(GIVEN INSTRUCTION)
Could you recast all of the data below as a Markdown table with a column named "No." for the row number and a column named "Line" for the line itself, skipping any blank lines? Leave the pictures out of the table.

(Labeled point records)
--- Begin ---

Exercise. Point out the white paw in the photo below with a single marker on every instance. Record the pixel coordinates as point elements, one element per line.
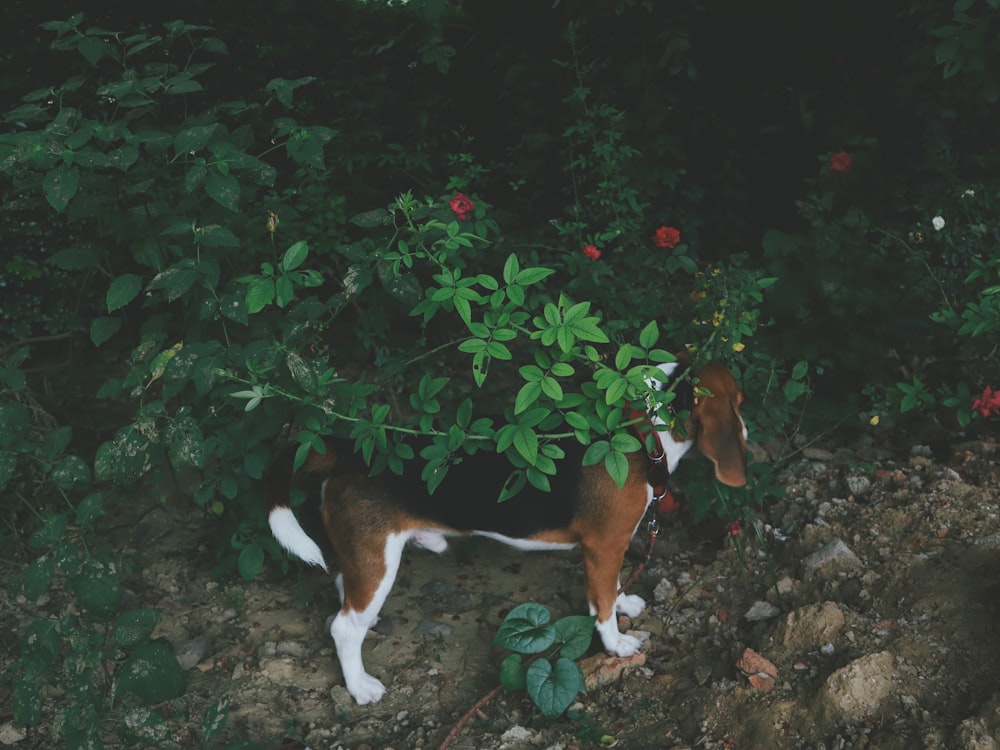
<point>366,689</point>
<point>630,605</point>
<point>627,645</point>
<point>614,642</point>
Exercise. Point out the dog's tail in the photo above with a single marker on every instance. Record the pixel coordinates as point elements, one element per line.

--- End ---

(RESULT FOR THIS TASK)
| No. | Line |
|---|---|
| 1 | Exercise. Point out the white paw in the photo below with a single marker on every instance. Record the pixel coordinates as point elements, one element per line. |
| 2 | <point>366,689</point> |
| 3 | <point>630,605</point> |
| 4 | <point>627,645</point> |
| 5 | <point>614,642</point> |
| 6 | Exercise. Point out the dog's tail in the photo above with a single marker on every instance. Record the pixel coordinates as point elements, one element per line. |